TRECHO APRESENTADO:
****
Com a ruptura das 13 colônias com a coroa inglesa, uma nova ordem jurídica deveria ser estabelecida nas américas, ordem essa que deveria ser desvinculada de seus antigos opressores. Com o fim da guerra, a Convenção Constitucional de Filadélfia elabora a primeira constituição política escrita da História, onde ela é promulgada em 1787. Constituição esta que foi inspirada em Locke, Montesquieu e Rousseau, marcando o início do constitucionalismo moderno ou constitucionalismo do Estado Liberal de Direito

O poder constituinte, no figurino norte americano, transporta uma filosofia garantista, em que a constituição não é um projeto para o futuro, e sim, uma forma de garantir direitos e de limitar poderes. Na revolução americana, o poder constituinte é o instrumento para definir a higher law (Lei Maior), e estabelecer as regras do jogo. O poder constituinte é para fazer uma constituição oponível aos representantes do povo e não apenas uma constituição querida pelo povo.

A constituição americana sempre teve o caráter de documento jurídico passível de aplicação direta e imediata pelo judiciário. A concepção de constituição como norma jurídica suprema criou condições necessárias para que os juízes pudessem exercer a função de controlar a legitimidade constitucional das leis.

Da essência constitucional norte americana fazem parte os tribunais que exercem a justiça em nome do povo. Os tribunais são constituídos por juízes que são agentes do povo, nos quais este deposita confiança de preservação dos princípios de justiça. O modelo de constitucionalismo praticado no mundo contemporâneo segue nas suas linhas gerais o padrão que foi estabelecido nos Estados Unidos.

2.2. POLÔNIA

A Constituição Polonesa de 3 de maio de 1791 é considerada a primeira moderna constituição nacional codificada da Europa assim como a segunda mais antiga no mundo. Foi instituída por Ato de Governo aprovado naquela data pela Sejm (parlamento) da República das Duas Nações. Esse nome se deu pela união de Reino da Polônia e Grão-Ducado da Lituânia em 1.569, formando um estado unitário em 1.791.

A Constituição introduziu a igualdade política entre as “pessoas comuns” e a nobreza e colocou os camponeses sob a proteção do governo, para desse modo atenuar os piores abusos da servidão.
****
DADOS FORNECIDOS:
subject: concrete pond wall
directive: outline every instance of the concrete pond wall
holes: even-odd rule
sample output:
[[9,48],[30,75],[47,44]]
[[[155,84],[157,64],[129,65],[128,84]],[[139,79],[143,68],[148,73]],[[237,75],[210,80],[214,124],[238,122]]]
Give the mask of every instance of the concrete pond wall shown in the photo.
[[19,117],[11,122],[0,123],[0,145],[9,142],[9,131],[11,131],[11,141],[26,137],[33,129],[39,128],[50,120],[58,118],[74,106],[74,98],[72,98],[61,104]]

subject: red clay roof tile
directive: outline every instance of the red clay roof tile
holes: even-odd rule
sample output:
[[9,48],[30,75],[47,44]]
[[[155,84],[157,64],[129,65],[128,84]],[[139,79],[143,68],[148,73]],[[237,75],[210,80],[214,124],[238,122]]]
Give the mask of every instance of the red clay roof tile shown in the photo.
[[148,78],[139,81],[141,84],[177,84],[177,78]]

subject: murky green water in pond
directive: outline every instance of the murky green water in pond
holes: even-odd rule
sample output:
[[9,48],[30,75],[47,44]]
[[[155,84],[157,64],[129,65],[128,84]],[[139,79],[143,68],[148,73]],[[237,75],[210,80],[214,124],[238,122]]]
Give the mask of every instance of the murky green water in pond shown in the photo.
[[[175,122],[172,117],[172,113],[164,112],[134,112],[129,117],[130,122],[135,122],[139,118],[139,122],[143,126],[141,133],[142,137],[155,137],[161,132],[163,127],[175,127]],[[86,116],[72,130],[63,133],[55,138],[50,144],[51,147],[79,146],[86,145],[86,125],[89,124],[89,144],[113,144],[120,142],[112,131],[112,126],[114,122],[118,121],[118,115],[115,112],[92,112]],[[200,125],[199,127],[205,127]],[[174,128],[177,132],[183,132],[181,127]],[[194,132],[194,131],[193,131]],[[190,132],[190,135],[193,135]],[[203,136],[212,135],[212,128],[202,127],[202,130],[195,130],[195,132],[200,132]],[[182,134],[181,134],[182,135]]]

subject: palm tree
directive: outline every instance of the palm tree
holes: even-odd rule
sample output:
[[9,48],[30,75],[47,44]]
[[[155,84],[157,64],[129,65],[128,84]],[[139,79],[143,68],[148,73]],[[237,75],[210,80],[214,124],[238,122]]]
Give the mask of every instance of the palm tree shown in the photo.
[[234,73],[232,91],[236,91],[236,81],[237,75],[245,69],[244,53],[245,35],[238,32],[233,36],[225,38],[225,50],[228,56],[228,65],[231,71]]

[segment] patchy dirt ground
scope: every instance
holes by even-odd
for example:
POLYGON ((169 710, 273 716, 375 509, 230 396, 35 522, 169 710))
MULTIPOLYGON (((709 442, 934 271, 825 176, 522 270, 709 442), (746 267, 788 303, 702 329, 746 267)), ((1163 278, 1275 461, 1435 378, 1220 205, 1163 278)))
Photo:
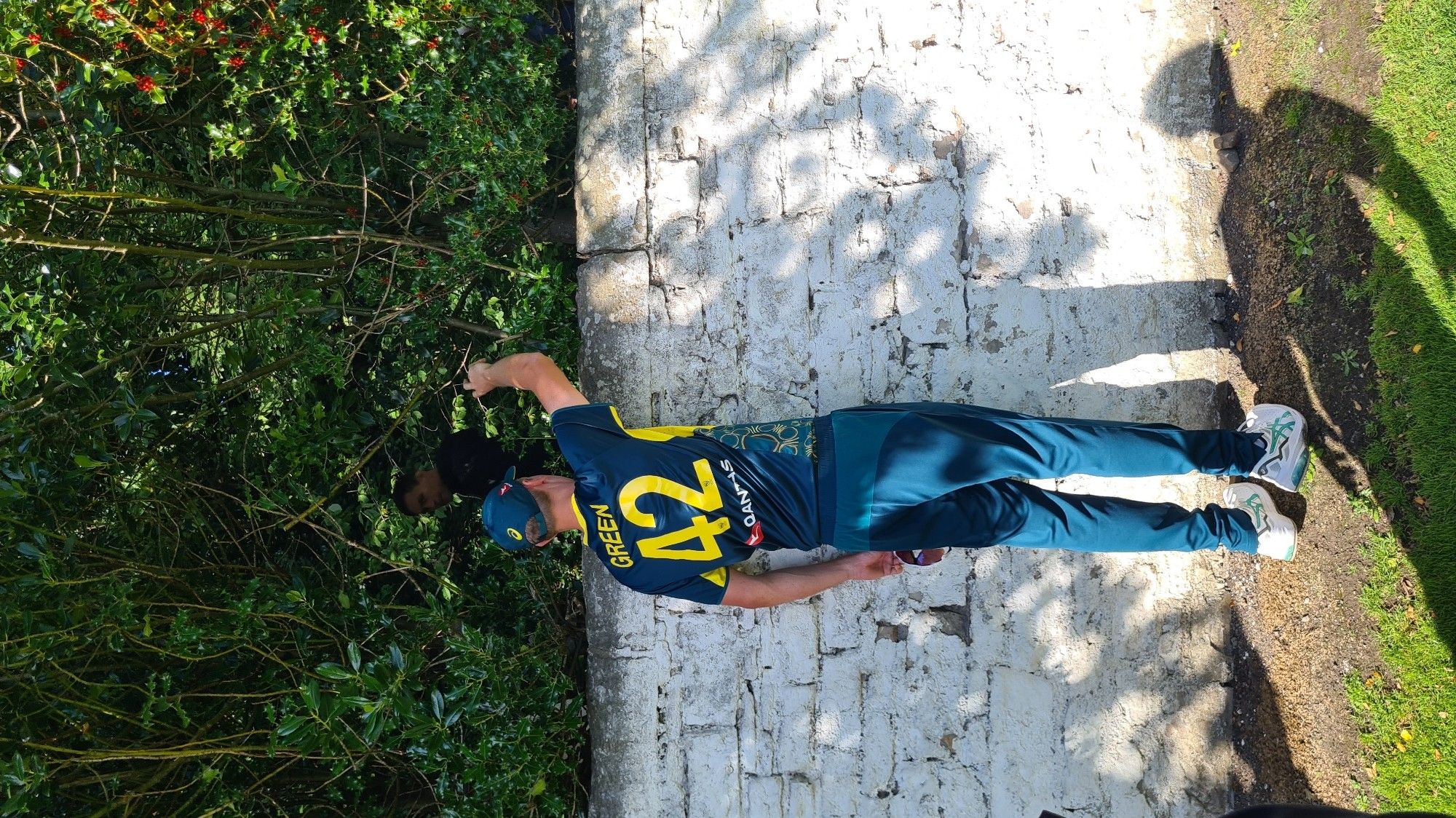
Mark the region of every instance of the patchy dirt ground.
POLYGON ((1219 131, 1238 134, 1222 227, 1233 271, 1226 327, 1248 381, 1239 402, 1289 403, 1310 422, 1315 474, 1280 508, 1303 525, 1296 562, 1235 578, 1236 802, 1354 806, 1363 780, 1344 684, 1379 668, 1360 607, 1372 525, 1358 456, 1374 392, 1361 297, 1373 236, 1360 196, 1379 57, 1374 3, 1220 3, 1219 131), (1351 501, 1354 498, 1354 501, 1351 501))

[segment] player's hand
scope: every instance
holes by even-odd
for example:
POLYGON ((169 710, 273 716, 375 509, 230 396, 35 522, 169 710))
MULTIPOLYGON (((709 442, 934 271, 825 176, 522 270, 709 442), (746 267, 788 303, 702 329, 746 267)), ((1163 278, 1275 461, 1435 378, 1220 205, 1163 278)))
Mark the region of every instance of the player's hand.
POLYGON ((466 371, 464 371, 464 383, 462 383, 460 386, 463 386, 466 392, 469 392, 470 394, 476 396, 478 399, 479 397, 485 397, 486 394, 489 394, 489 392, 492 389, 501 386, 501 384, 495 383, 494 380, 491 380, 489 371, 491 371, 491 362, 489 361, 483 361, 483 360, 482 361, 476 361, 476 362, 470 364, 469 368, 466 368, 466 371))
POLYGON ((906 569, 894 552, 859 552, 844 557, 853 579, 882 579, 906 569))

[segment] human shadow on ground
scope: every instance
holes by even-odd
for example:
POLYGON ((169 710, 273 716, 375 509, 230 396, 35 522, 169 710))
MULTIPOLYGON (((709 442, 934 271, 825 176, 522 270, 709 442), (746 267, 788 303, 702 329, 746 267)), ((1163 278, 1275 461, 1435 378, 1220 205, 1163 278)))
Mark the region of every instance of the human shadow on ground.
MULTIPOLYGON (((1374 201, 1367 191, 1377 175, 1382 182, 1395 178, 1404 185, 1395 207, 1415 221, 1441 271, 1456 268, 1456 231, 1430 188, 1395 150, 1392 135, 1348 105, 1312 92, 1280 89, 1262 105, 1251 106, 1235 96, 1236 83, 1229 61, 1222 49, 1213 47, 1184 51, 1163 65, 1159 82, 1150 87, 1200 68, 1211 73, 1222 92, 1217 127, 1206 131, 1201 122, 1192 121, 1169 122, 1165 127, 1185 137, 1223 132, 1239 135, 1238 154, 1242 163, 1230 175, 1220 204, 1220 226, 1235 279, 1224 322, 1242 345, 1239 352, 1245 371, 1258 389, 1255 400, 1289 403, 1300 409, 1310 421, 1309 440, 1315 445, 1318 466, 1334 477, 1348 498, 1361 496, 1361 492, 1373 488, 1380 507, 1398 517, 1404 515, 1404 520, 1396 520, 1396 531, 1404 539, 1408 525, 1430 524, 1431 520, 1425 520, 1425 512, 1411 504, 1409 498, 1420 488, 1402 483, 1388 472, 1392 453, 1373 421, 1372 409, 1380 394, 1367 348, 1380 344, 1388 333, 1399 336, 1414 327, 1434 330, 1434 338, 1425 335, 1418 339, 1428 357, 1456 354, 1456 339, 1440 322, 1431 301, 1409 281, 1409 275, 1404 282, 1398 281, 1401 277, 1379 278, 1388 288, 1404 290, 1379 294, 1396 295, 1404 311, 1393 319, 1399 325, 1372 327, 1373 316, 1366 297, 1374 293, 1366 272, 1376 262, 1398 268, 1399 249, 1377 240, 1367 218, 1385 218, 1386 214, 1374 210, 1361 213, 1361 199, 1374 201), (1377 162, 1385 164, 1377 166, 1377 162), (1290 185, 1290 179, 1296 182, 1290 185), (1300 261, 1291 234, 1316 237, 1313 255, 1307 261, 1300 261), (1356 354, 1357 358, 1353 360, 1351 355, 1356 354), (1369 476, 1367 464, 1372 467, 1369 476), (1385 472, 1385 477, 1380 472, 1385 472)), ((1449 282, 1446 285, 1450 287, 1449 282)), ((1417 341, 1402 342, 1409 346, 1417 341)), ((1402 374, 1396 373, 1396 377, 1402 374)), ((1421 381, 1415 389, 1434 390, 1446 396, 1446 400, 1456 400, 1456 386, 1450 378, 1421 381)), ((1444 469, 1447 479, 1456 479, 1452 464, 1439 467, 1444 469)), ((1316 488, 1316 493, 1322 489, 1316 488)), ((1303 496, 1281 493, 1278 502, 1286 512, 1296 512, 1291 515, 1297 517, 1305 511, 1306 501, 1303 496)), ((1341 521, 1351 517, 1338 498, 1326 498, 1318 511, 1341 521)), ((1341 525, 1319 518, 1305 523, 1310 525, 1307 533, 1316 533, 1316 539, 1306 539, 1306 549, 1313 549, 1306 552, 1309 559, 1319 560, 1315 565, 1328 573, 1344 572, 1345 566, 1358 563, 1363 525, 1341 525)), ((1424 547, 1408 550, 1408 555, 1425 589, 1439 636, 1456 648, 1456 576, 1450 572, 1450 547, 1443 541, 1449 541, 1449 537, 1443 540, 1427 534, 1424 547)), ((1406 549, 1411 544, 1405 541, 1406 549)), ((1303 569, 1296 565, 1296 571, 1303 569)), ((1373 635, 1366 635, 1369 626, 1363 608, 1354 601, 1360 579, 1348 572, 1344 576, 1345 579, 1305 576, 1342 598, 1340 604, 1334 598, 1321 600, 1329 610, 1319 616, 1332 616, 1325 623, 1332 630, 1325 633, 1340 643, 1338 651, 1347 656, 1344 671, 1331 667, 1319 670, 1321 674, 1331 674, 1329 678, 1296 680, 1291 684, 1289 672, 1293 668, 1297 674, 1306 661, 1287 655, 1299 649, 1299 632, 1307 630, 1293 622, 1297 617, 1277 623, 1284 626, 1283 635, 1278 626, 1271 632, 1271 623, 1235 622, 1245 645, 1262 639, 1267 648, 1281 646, 1284 654, 1259 656, 1251 646, 1251 656, 1236 662, 1238 694, 1254 697, 1246 704, 1257 704, 1259 709, 1257 722, 1243 720, 1239 728, 1251 731, 1246 734, 1246 744, 1238 747, 1255 776, 1251 792, 1238 793, 1241 799, 1251 799, 1248 803, 1271 796, 1306 801, 1312 789, 1321 789, 1319 782, 1328 789, 1331 777, 1348 779, 1345 760, 1318 758, 1319 741, 1329 741, 1331 731, 1338 732, 1340 728, 1310 723, 1315 718, 1312 713, 1321 712, 1313 699, 1286 703, 1290 713, 1287 718, 1299 719, 1303 722, 1300 725, 1278 723, 1275 706, 1277 697, 1281 693, 1287 697, 1291 690, 1302 690, 1302 696, 1307 697, 1342 702, 1342 674, 1350 672, 1350 656, 1354 656, 1356 665, 1379 662, 1373 655, 1373 635), (1341 613, 1334 610, 1337 607, 1350 610, 1341 613), (1274 665, 1284 674, 1280 677, 1286 686, 1283 691, 1273 684, 1274 665), (1318 738, 1322 731, 1324 738, 1318 738), (1299 751, 1299 761, 1287 741, 1309 742, 1299 751), (1316 764, 1319 769, 1300 770, 1299 764, 1316 764), (1332 770, 1324 769, 1329 764, 1334 764, 1332 770), (1316 782, 1315 787, 1312 782, 1316 782)), ((1290 575, 1265 575, 1264 581, 1289 584, 1290 575)), ((1287 589, 1297 588, 1296 584, 1287 589)), ((1300 595, 1307 594, 1310 591, 1306 587, 1300 595)), ((1404 607, 1406 601, 1398 604, 1404 607)), ((1353 745, 1354 736, 1344 741, 1353 745)), ((1345 750, 1353 751, 1353 747, 1345 750)), ((1337 782, 1335 786, 1341 785, 1337 782)))
MULTIPOLYGON (((1185 51, 1165 71, 1176 74, 1184 70, 1179 63, 1208 65, 1227 95, 1220 128, 1236 128, 1243 138, 1239 148, 1243 163, 1230 176, 1220 224, 1229 266, 1241 290, 1232 309, 1243 313, 1245 368, 1259 387, 1258 400, 1289 403, 1305 412, 1321 466, 1347 495, 1356 496, 1367 488, 1358 458, 1367 454, 1372 444, 1377 445, 1373 451, 1376 460, 1388 457, 1389 451, 1370 435, 1370 409, 1379 399, 1373 367, 1351 373, 1335 360, 1341 348, 1363 352, 1372 342, 1372 313, 1363 298, 1340 294, 1364 293, 1364 272, 1370 265, 1376 261, 1399 265, 1399 252, 1374 236, 1367 215, 1361 213, 1360 199, 1373 196, 1361 191, 1342 195, 1345 185, 1357 180, 1369 189, 1377 175, 1382 182, 1401 185, 1395 207, 1418 224, 1434 266, 1443 271, 1447 290, 1456 287, 1450 277, 1450 271, 1456 269, 1456 229, 1417 170, 1401 157, 1393 137, 1366 115, 1297 89, 1277 90, 1261 109, 1254 111, 1232 96, 1233 84, 1227 82, 1230 68, 1222 49, 1200 47, 1185 51), (1287 125, 1294 119, 1306 127, 1290 132, 1287 125), (1329 140, 1313 141, 1319 134, 1329 134, 1329 140), (1376 164, 1379 157, 1388 157, 1383 166, 1376 164), (1264 186, 1273 170, 1291 166, 1310 169, 1307 189, 1271 191, 1264 186), (1251 207, 1262 202, 1268 204, 1251 207), (1242 214, 1255 210, 1267 217, 1242 218, 1242 214), (1322 247, 1315 247, 1307 266, 1289 261, 1289 233, 1302 229, 1326 239, 1322 247), (1341 256, 1340 249, 1350 252, 1341 256), (1303 295, 1319 307, 1329 307, 1329 313, 1310 314, 1310 310, 1302 311, 1290 304, 1290 291, 1296 287, 1305 287, 1303 295), (1259 320, 1251 320, 1255 314, 1259 320)), ((1372 218, 1380 215, 1370 213, 1372 218)), ((1406 288, 1409 291, 1401 297, 1405 309, 1398 319, 1401 325, 1373 327, 1376 336, 1414 326, 1434 327, 1441 330, 1440 338, 1420 339, 1427 355, 1450 354, 1456 349, 1456 336, 1417 285, 1402 285, 1402 290, 1406 288)), ((1450 378, 1423 378, 1414 389, 1456 402, 1456 381, 1450 378)), ((1385 464, 1377 461, 1373 466, 1385 464)), ((1447 463, 1443 469, 1433 483, 1456 480, 1456 464, 1447 463)), ((1420 486, 1376 480, 1373 488, 1383 508, 1423 514, 1409 501, 1420 486)), ((1398 525, 1398 531, 1401 528, 1398 525)), ((1427 541, 1428 547, 1408 553, 1436 616, 1437 633, 1456 649, 1456 572, 1450 571, 1450 549, 1430 547, 1433 544, 1427 541)))

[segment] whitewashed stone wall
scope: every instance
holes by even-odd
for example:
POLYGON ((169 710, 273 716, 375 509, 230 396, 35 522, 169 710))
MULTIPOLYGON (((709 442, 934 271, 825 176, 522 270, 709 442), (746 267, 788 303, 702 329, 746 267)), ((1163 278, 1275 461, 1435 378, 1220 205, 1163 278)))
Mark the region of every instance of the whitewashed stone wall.
MULTIPOLYGON (((1208 25, 1174 0, 582 1, 587 394, 635 425, 923 399, 1214 425, 1208 25)), ((593 814, 1217 814, 1232 559, 987 549, 738 611, 588 556, 593 814)))

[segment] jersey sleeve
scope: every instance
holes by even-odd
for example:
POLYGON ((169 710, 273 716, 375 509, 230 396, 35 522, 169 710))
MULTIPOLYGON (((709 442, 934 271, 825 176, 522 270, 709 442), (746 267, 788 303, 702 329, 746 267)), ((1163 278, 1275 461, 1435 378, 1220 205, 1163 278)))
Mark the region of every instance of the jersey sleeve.
POLYGON ((724 601, 724 594, 728 592, 728 569, 715 568, 697 576, 689 576, 686 579, 678 579, 670 585, 655 588, 652 594, 662 594, 664 597, 677 597, 678 600, 687 600, 690 603, 702 603, 705 605, 721 605, 724 601))
POLYGON ((552 434, 566 463, 581 469, 628 437, 610 403, 563 406, 550 416, 552 434))

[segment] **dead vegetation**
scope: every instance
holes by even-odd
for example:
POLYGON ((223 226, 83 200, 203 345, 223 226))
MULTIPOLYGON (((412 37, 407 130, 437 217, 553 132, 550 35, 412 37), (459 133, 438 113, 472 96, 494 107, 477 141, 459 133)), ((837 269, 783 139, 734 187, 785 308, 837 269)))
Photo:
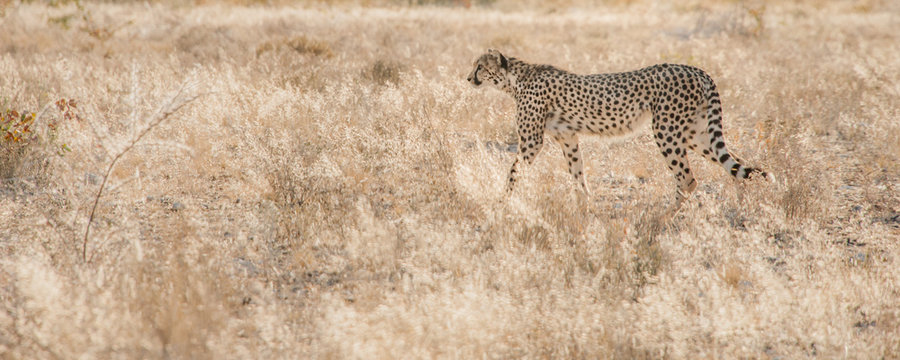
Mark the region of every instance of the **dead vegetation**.
POLYGON ((900 357, 896 5, 328 3, 0 1, 0 354, 900 357), (672 216, 644 135, 585 140, 590 199, 552 142, 506 198, 492 46, 701 66, 778 182, 693 157, 672 216))

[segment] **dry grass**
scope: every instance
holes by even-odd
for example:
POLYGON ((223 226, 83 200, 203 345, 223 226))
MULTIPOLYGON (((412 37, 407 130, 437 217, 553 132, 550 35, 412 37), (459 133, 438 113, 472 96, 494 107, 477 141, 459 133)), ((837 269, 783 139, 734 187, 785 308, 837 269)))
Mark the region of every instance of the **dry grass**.
POLYGON ((900 357, 896 4, 256 3, 0 1, 0 110, 81 119, 0 156, 3 358, 900 357), (489 46, 701 66, 779 182, 694 157, 669 217, 644 135, 585 141, 590 199, 552 143, 507 199, 489 46))

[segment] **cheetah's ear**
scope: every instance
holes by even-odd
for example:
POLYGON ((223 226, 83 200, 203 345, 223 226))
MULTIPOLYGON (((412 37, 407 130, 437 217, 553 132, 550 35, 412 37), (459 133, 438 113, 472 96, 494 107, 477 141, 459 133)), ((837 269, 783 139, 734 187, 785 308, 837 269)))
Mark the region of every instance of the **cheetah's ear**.
POLYGON ((500 67, 503 70, 509 70, 509 60, 506 59, 506 56, 503 56, 499 51, 497 52, 497 56, 500 57, 500 67))
POLYGON ((506 59, 506 56, 503 56, 503 54, 495 49, 488 49, 488 54, 497 57, 497 60, 500 61, 500 67, 503 68, 503 70, 509 70, 509 60, 506 59))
****
Com base no texto sobre o constitucionalismo, responda:
(a) Em que ano foi promulgada a constituição elaborada pela Convenção Constitucional de Filadélfia?
(b) Em quais pensadores essa constituição se inspirou?
(c) Que órgão aprovou o Ato de Governo que instituiu a Constituição Polonesa de 3 de maio de 1791?

(a) Em 1787.
(b) Em Locke, Montesquieu e Rousseau.
(c) A Sejm (parlamento) da República das Duas Nações.